* _DOCUMENT EXCERPT_
- DVD cover
- Directed by: Tony Leondis; Michael LaBash;
- Written by: Tony Leondis; Michael LaBash; Eddie Guzelian; Alexa Junge;
- Produced by: Christopher Chase
- Starring: Chris Sanders; Dakota Fanning; Tia Carrere; David Ogden Stiers; Kevin McDonald; Jason Scott Lee;
- Edited by: William J. Caparella
- Music by: Joel McNeely
- Production company: Disneytoon Studios
- Distributed by: Walt Disney Home Entertainment
- Release dates: August 15, 2005 (Turtle Bay Resort); August 30, 2005 (Home video);
- Running time: 68 minutes
- Country: United States
- Language: English

= Lilo & Stitch 2: Stitch Has a Glitch =

2005 animated film by Tony Leondis and Michael LaBash

Lilo & Stitch 2: Stitch Has a Glitch (Note: Titled simply as Lilo & Stitch 2 on its title card.) is a 2005 American direct-to-video animated science fiction comedy-drama film produced by the Australian office of Disneytoon Studios. It was directed by Tony Leondis and Michael LaBash (in their directorial debuts), both of whom co-wrote the film with Eddie Guzelian and Alexa Junge. It is the third film released in the Lilo & Stitch franchise and the second film in the franchise's animated chronology, taking place between the events of Lilo & Stitch (2002) and Lilo & Stitch: The Series pilot, Stitch! The Movie (2003), primarily serving as a direct sequel to the former. The film premiered at Turtle Bay Resort in Kahuku, Hawaii, on August 15, 2005, and was released on DVD and VHS on August 30, 2005, by Walt Disney Home Entertainment.

==Plot==

After joining the Pelekai family and before his fellow experiments become scattered across Kauaʻi, Stitch awakens from a nightmare about reverting to his former programming and attacking Earth, notably assaulting Lilo. After consoling Stitch, Lilo tests his current morality by having him do a few good deeds before using a hovercraft to get to her hula class.

* _SET PROBLEM A_
In the entries starting at the line that contains "contains green foliage." and ending at the line that contains "303, 117, 341, 208", change "trail-cam" to "trail camera" and give those lines again with nothing else altered.

* _DATA FOR PROCESSING_
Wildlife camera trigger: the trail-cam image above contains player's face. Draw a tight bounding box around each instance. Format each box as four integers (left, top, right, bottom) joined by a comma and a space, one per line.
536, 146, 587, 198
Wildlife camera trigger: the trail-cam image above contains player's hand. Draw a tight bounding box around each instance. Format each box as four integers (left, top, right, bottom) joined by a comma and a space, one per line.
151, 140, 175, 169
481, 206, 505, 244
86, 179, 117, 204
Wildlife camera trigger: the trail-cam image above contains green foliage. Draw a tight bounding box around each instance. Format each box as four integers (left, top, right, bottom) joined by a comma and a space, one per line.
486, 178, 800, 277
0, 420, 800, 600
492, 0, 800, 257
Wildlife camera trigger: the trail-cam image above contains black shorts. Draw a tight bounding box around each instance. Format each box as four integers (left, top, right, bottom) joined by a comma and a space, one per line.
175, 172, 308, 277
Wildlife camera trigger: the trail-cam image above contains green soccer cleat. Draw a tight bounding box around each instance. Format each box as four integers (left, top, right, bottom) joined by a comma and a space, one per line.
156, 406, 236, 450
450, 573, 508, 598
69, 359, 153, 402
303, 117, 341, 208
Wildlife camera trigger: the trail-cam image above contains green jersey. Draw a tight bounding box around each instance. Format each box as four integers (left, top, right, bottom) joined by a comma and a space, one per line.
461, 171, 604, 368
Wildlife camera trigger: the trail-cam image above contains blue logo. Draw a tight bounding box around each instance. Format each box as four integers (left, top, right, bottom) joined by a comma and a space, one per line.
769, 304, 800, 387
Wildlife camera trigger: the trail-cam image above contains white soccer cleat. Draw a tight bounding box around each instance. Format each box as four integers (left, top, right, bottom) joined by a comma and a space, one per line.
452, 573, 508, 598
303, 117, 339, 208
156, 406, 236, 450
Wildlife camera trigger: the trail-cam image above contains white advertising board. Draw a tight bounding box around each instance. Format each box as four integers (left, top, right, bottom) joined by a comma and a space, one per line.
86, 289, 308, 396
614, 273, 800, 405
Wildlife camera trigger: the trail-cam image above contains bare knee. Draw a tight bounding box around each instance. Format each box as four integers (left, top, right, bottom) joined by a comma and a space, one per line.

* _SET PROBLEM B_
Retype the passage of the film article starting at "2005 animated film" and ending at "Disney Home Entertainment." without any change.

* _EXPECTED ANSWER A_
Wildlife camera trigger: the trail camera image above contains green foliage. Draw a tight bounding box around each instance. Format each box as four integers (left, top, right, bottom) joined by a comma and a space, one per line.
486, 178, 800, 277
0, 420, 800, 600
492, 0, 800, 257
Wildlife camera trigger: the trail camera image above contains black shorts. Draw a tight bounding box around each instance. Format each box as four integers (left, top, right, bottom) joined by a comma and a space, one per line.
175, 172, 308, 277
Wildlife camera trigger: the trail camera image above contains green soccer cleat. Draw a tight bounding box around each instance. Format each box as four integers (left, top, right, bottom) joined by a comma and a space, one per line.
156, 406, 236, 450
450, 573, 508, 598
69, 359, 153, 402
303, 117, 341, 208

* _EXPECTED ANSWER B_
2005 animated film by Tony Leondis and Michael LaBash

Lilo & Stitch 2: Stitch Has a Glitch (Note: Titled simply as Lilo & Stitch 2 on its title card.) is a 2005 American direct-to-video animated science fiction comedy-drama film produced by the Australian office of Disneytoon Studios. It was directed by Tony Leondis and Michael LaBash (in their directorial debuts), both of whom co-wrote the film with Eddie Guzelian and Alexa Junge. It is the third film released in the Lilo & Stitch franchise and the second film in the franchise's animated chronology, taking place between the events of Lilo & Stitch (2002) and Lilo & Stitch: The Series pilot, Stitch! The Movie (2003), primarily serving as a direct sequel to the former. The film premiered at Turtle Bay Resort in Kahuku, Hawaii, on August 15, 2005, and was released on DVD and VHS on August 30, 2005, by Walt Disney Home Entertainment.